## Instructions
A) Please rewrite the paragraph of the Missakian biography that begins "Chavarche Missakian was born" as a short bulleted list, keeping its main facts.
B) According to the Missakian biography, in what year did he move to Garin (Erzurum)?
C) In the Missakian biography, copy the text between "In 1908, after" and "by Stepan Zorian.", inclusive, substituting "monthly" for "weekly".

## Passage for review
□ □ □ □ □ □ □

Chavarche Missakian was born in 1884 in Zmara, near Sivas, in the Armenian province of the Ottoman Empire. He grew up in Constantinople and studied at the Armenian Guétronagan High School, beginning his journalism career at 16. Starting as a jack-of-all-trades and columnist for the Armenian daily Sourhandak, he published revolutionary literature and worked for the Dashnak newspapers Droschak and Razmig.

In 1908, after the Young Turk Revolution, he co-founded the literary weekly Aztag in Istanbul and established the Ardziv bookstore. He was a member of the Vishap committee of the Armenian Revolutionary Federation (ARF). In 1911, he moved to Garin (Erzurum) to replace the assassinated columnist Yeghiché Topjian for the Dashnak newspaper Haratch and traveled to the regions of Moush and Sassoun with an armed escort led by Stepan Zorian.

□ □ □ □ □ □ □

## Raw data
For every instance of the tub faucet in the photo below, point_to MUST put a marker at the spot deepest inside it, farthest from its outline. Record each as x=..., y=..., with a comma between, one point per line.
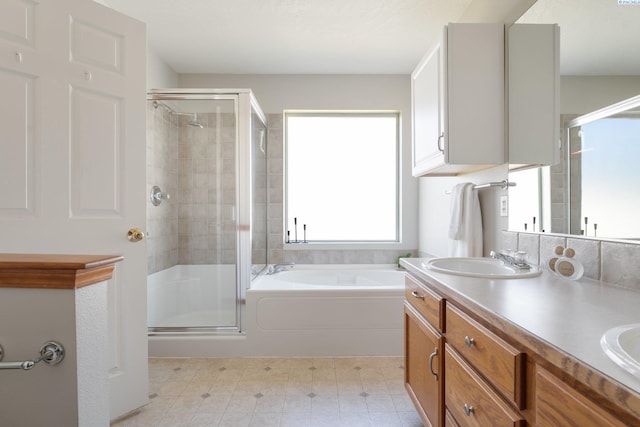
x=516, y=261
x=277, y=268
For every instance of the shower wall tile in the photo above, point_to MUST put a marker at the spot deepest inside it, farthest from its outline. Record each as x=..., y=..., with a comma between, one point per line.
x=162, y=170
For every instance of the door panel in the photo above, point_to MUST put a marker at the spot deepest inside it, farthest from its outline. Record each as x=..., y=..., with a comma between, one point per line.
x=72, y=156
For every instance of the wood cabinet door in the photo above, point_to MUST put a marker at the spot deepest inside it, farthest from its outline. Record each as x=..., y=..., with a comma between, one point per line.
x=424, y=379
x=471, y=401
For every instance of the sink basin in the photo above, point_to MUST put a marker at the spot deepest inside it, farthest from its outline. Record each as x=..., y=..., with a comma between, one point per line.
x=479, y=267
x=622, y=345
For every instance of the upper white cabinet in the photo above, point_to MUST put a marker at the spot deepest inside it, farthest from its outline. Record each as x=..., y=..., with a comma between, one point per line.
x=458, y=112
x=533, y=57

□ □ □ □ □ □ □

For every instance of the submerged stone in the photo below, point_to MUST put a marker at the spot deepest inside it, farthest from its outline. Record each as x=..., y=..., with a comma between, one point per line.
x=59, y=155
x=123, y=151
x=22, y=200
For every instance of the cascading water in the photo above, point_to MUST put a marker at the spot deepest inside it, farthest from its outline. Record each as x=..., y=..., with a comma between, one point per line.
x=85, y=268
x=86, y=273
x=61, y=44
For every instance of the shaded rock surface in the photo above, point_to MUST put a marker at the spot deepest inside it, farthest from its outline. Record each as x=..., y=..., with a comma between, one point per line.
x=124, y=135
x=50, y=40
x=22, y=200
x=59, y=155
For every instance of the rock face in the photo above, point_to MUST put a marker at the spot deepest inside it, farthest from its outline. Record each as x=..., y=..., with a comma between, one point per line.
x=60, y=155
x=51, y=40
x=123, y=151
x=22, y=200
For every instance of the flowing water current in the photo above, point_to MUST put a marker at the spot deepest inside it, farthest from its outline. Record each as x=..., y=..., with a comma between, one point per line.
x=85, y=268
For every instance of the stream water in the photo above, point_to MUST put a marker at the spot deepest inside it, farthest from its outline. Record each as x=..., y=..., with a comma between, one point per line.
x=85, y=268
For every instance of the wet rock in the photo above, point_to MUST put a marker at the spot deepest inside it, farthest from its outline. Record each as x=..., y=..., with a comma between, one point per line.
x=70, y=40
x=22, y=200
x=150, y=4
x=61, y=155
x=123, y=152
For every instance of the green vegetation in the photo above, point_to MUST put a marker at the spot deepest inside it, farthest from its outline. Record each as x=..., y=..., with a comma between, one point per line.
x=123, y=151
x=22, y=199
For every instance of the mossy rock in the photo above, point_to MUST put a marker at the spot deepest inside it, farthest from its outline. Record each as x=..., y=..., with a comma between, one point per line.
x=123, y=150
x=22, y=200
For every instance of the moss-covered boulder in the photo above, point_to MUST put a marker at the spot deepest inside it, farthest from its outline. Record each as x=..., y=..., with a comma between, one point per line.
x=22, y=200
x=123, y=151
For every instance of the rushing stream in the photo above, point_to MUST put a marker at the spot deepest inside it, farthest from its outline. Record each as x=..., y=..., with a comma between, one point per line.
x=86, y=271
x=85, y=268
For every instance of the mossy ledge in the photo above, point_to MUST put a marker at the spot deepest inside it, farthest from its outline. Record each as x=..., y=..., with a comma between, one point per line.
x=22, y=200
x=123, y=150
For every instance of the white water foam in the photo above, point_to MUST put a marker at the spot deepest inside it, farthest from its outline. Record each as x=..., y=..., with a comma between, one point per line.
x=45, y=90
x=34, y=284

□ □ □ □ □ □ □

## Answers to the tasks
A)
- Born in 1884 in Zmara, near Sivas, in the Armenian province of the Ottoman Empire
- Grew up in Constantinople and studied at the Armenian Guétronagan High School
- Began a journalism career at 16
- Started as a jack-of-all-trades and columnist for the Armenian daily Sourhandak
- Published revolutionary literature
- Worked for the Dashnak newspapers Droschak and Razmig

B) 1911

C)
In 1908, after the Young Turk Revolution, he co-founded the literary monthly Aztag in Istanbul and established the Ardziv bookstore. He was a member of the Vishap committee of the Armenian Revolutionary Federation (ARF). In 1911, he moved to Garin (Erzurum) to replace the assassinated columnist Yeghiché Topjian for the Dashnak newspaper Haratch and traveled to the regions of Moush and Sassoun with an armed escort led by Stepan Zorian.